* [CONSIGNE 1]:
Recopiez à l'identique les lignes des enregistrements : commencez à celle qui contient « Could you point out the glossy » et allez jusqu'à la fin des enregistrements, ces deux limites comprises.

Rohani à l’ONU, “si c’est la paix que vous cherchez, vous n’aurez pas de meilleur ami que l’Iran”

Hassan Rohani, président de la République Islamique d’Iran s’est exprimé dans la soirée mardi 25 septembre 2018 à la tribune de la 73e assemblée générale des Nations Unies. Il a notamment invité les Etats-Unis et leur président, Donald Trump, à “revenir à la table de négociations que vous avez quitté”. “Si vous n’aimez pas le Plan global d’action commun, parce que c’est l’héritage de vos rivaux politiques nationaux, alors nous vous invitons à revenir à la résolution du Conseil de sécurité et à revenir dans les instances internationales au lieu de menacer d’autres pays”, a lancé le président iranien à l’assemblée, en faisant allusion au prédécesseur de Trump, Barack Obama.

Le texte intégral du discours du président Rouhani:

Madame la Présidente,

Je saisis cette occasion pour féliciter votre élection à la présidence de la 73ème session de l’Assemblée générale des Nations Unies.

Nous sommes réunis ici aujourd’hui alors que le monde souffre de l’insouciance et du mépris de certains États à l’égard des valeurs et des institutions internationales. Le message de notre présence ici est que la préservation des intérêts et de la sécurité dans le monde de la manière la moins coûteuse possible est uniquement possible grâce à la coopération et à la coordination entre les pays. Cependant, il est regrettable que certains dirigeants du monde pensent qu’ils peuvent mieux défendre leurs intérêts – ou au moins à court terme, influencer l’opinion publique et obtenir le soutien des peuples- et cela en battant le tambour du nationalisme extrémiste et du racisme, ou encore de la xénophobie, les tendances qui ressemblent à l’idéologie nazi. A cette fin ils bafouent des règles internationales et fragilisent des institutions internationales, en faisant recours à des actes absurdes et anormaux, tels que la convocation des réunions spectacles au Conseil de sécurité.

Cette illusion selon laquelle l’on peut obtenir plus de paix et de sécurité au détriment de la paix et de la sécurité des autres doit être écartée une fois pour toutes.

Nous ne devrions pas laisser de marge de manœuvre pour ceux incitent à la haine et à la rancune en dressant des mises en scènes d’insécurité.

La confrontation au multilatéralisme n’est pas un point fort, c’est plutôt un symptôme de la faiblesse et la manque de l’intelligence – elle traduit une incapacité à comprendre un monde complexe et multipolaire.

Dans de telles circonstances, la négligence ou l’inefficacité des institutions internationales peut mettre en danger la paix mondiale. Ceux qui cherchent la domination et l’hégémonie sont des ennemis de la paix et des auteurs de la guerre.

* [DONNÉES]:
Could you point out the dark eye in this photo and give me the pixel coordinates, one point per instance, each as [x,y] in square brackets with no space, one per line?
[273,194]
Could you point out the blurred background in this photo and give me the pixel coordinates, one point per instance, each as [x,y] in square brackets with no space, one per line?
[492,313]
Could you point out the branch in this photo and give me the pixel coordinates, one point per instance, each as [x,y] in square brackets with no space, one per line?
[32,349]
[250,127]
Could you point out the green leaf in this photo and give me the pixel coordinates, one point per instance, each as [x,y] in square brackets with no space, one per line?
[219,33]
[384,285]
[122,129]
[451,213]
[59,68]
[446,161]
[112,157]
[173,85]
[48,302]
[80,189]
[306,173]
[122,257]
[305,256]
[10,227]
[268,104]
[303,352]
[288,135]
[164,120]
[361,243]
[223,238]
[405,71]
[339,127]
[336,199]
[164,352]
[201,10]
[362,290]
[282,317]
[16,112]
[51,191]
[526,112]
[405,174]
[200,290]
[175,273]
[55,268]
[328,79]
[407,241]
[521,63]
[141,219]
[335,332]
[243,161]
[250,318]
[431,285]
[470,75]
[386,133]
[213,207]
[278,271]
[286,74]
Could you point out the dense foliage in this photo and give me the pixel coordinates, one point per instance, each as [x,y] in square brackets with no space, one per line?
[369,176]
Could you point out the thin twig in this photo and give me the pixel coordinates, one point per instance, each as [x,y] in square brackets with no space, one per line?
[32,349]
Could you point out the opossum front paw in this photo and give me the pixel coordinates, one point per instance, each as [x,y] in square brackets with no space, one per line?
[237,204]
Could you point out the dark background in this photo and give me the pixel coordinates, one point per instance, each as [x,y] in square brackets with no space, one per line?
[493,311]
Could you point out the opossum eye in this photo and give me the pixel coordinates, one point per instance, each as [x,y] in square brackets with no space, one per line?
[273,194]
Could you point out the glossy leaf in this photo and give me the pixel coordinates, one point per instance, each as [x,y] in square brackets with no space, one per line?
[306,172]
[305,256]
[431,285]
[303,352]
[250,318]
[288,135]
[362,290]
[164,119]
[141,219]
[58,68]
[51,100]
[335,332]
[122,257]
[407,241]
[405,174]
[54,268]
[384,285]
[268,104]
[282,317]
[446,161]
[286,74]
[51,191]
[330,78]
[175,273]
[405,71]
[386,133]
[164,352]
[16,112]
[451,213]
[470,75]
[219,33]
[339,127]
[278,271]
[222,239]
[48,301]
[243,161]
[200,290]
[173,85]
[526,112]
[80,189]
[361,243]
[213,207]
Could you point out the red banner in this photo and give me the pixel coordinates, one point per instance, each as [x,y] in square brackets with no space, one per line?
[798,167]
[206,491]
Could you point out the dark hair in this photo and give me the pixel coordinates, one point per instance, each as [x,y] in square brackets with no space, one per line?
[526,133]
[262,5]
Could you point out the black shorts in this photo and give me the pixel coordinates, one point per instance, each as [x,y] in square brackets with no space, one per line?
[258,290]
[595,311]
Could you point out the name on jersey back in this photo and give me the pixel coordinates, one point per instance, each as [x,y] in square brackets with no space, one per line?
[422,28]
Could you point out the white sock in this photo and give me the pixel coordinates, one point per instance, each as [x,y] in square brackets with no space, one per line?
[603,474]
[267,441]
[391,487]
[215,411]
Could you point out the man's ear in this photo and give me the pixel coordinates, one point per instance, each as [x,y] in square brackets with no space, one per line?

* [CONSIGNE 2]:
Transcrivez fidèlement le passage de l'extrait sur le discours de Rohani à l'ONU qui commence aux mots « Nous ne devrions » ; arrêtez-vous après « de la guerre. ».

* [RÉPONSE RÉDIGÉE 1]:
Could you point out the glossy leaf in this photo and give me the pixel coordinates, one point per instance, each as [x,y] in square brackets with no space, one per line?
[306,172]
[305,256]
[431,285]
[303,352]
[250,318]
[288,135]
[362,290]
[164,119]
[141,219]
[58,68]
[51,100]
[335,332]
[122,257]
[407,241]
[405,174]
[54,268]
[384,285]
[268,104]
[282,317]
[446,161]
[286,74]
[51,191]
[330,78]
[175,273]
[405,71]
[386,133]
[164,352]
[16,112]
[451,213]
[470,75]
[219,33]
[339,127]
[278,271]
[222,239]
[48,301]
[243,161]
[200,290]
[173,85]
[526,112]
[80,189]
[361,243]
[213,207]
Could you point out the red banner in this photo and give me the pixel coordinates, one point per instance, each as [x,y] in square brackets with no space, one per line?
[798,167]
[206,491]
Could you point out the dark hair in this photo and give me the pixel coordinates, one point per instance, each as [x,y] in square brackets with no space, one per line?
[526,133]
[262,5]
Could you point out the black shorts in this photo and give me the pixel coordinates, one point per instance, each as [x,y] in square brackets with no space, one per line?
[258,290]
[595,311]
Could you point out the name on jersey back in this photo and give me the pixel coordinates, one point per instance, each as [x,y] in square brackets with no space, one per line?
[422,28]
Could you point out the white sock in this photo and give me the pixel coordinates, one point per instance, each as [x,y] in square brackets with no space, one per line?
[603,474]
[267,441]
[391,487]
[215,411]
Could you point out the man's ear in this photo and give me the pixel coordinates, one point per instance, each as [x,y] in square brackets with no space, one per line?

* [RÉPONSE RÉDIGÉE 2]:
Nous ne devrions pas laisser de marge de manœuvre pour ceux incitent à la haine et à la rancune en dressant des mises en scènes d’insécurité.

La confrontation au multilatéralisme n’est pas un point fort, c’est plutôt un symptôme de la faiblesse et la manque de l’intelligence – elle traduit une incapacité à comprendre un monde complexe et multipolaire.

Dans de telles circonstances, la négligence ou l’inefficacité des institutions internationales peut mettre en danger la paix mondiale. Ceux qui cherchent la domination et l’hégémonie sont des ennemis de la paix et des auteurs de la guerre.